━━━━━ Provided passage

I go back to the mid-80s with Darrell, who was never my official boss but played a big role in my career. We met for the first time at an APSE poker game in Phoenix where it turned out my function was not to play but to go get more food and drink for those at the table. We bonded more when he discovered golf and were friends from then on.

 

It wasn't long after we became acquainted that Darrell offered me a job. The sports writer in Milwaukee was leaving and since I was already writing about boxing and basketball in the Las Vegas bureau, he thought it would be a good career step. But I had two little kids and my wife and I had never been to Milwaukee. I told Darrell I needed a week and a trip to Milwaukee to decide, neither of which he was about to offer. That made turning the job down a bit easier, and probably the best career decision someone who is used to desert heat could make.

 

We talk a lot about good editors and I had two of the best ever in Darrell and Terry Taylor, both gone within months of each other. Often when I was writing a sports column on a topic of some importance, Terry would send it to Darrell to look over, and it always returned a lot better than I sent it out.

Heavyweight champion Muhammad Ali stands over fallen challenger Sonny Liston, shouting and gesturing shortly after dropping Liston with a short hard right to the jaw on May 25, 1965, in Lewiston, Maine. The bout lasted only one minute into the first round. JOHN ROONEY / AP

 

But it was one piece in particular I will always be grateful for his help. I was writing the obit preparedness on Muhammad Ali and for a while was a bit overwhelmed by the task. I mean, how do you sum up the life of one of the greatest figures of our times, a man more recognizable around the Earth than anyone?

━━━━━━━━━━

Given exercise 1: List every person named in the reminiscence about Darrell.
Given exercise 2:
Using the reminiscence about Darrell, decide whether each statement agrees with it, and quote the words that settle each one.
(a) The writer first met Darrell at a poker game in Phoenix.
(b) The writer took the job in Milwaukee.
(c) The Ali–Liston bout went into the third round.
Given exercise 3: Echo a stretch of the reminiscence about Darrell verbatim, beginning at the words "But it was one" and stopping after "Earth than anyone?".

━━━━━ Data listing

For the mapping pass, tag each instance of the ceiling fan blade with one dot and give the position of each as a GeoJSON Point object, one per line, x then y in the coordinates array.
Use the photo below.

━━━━━━━━━━
━━━━━ Data listing

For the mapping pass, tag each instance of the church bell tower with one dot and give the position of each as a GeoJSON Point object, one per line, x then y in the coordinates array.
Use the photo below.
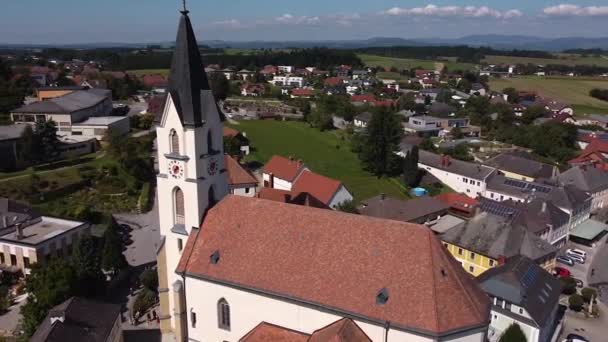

━━━━━━━━━━

Task answer 1:
Darrell
Terry Taylor
Muhammad Ali
Sonny Liston
John Rooney

Task answer 2:
(a) Yes: "We met for the first time at an APSE poker game in Phoenix"
(b) No: "That made turning the job down a bit easier"
(c) No: "The bout lasted only one minute into the first round."

Task answer 3:
But it was one piece in particular I will always be grateful for his help. I was writing the obit preparedness on Muhammad Ali and for a while was a bit overwhelmed by the task. I mean, how do you sum up the life of one of the greatest figures of our times, a man more recognizable around the Earth than anyone?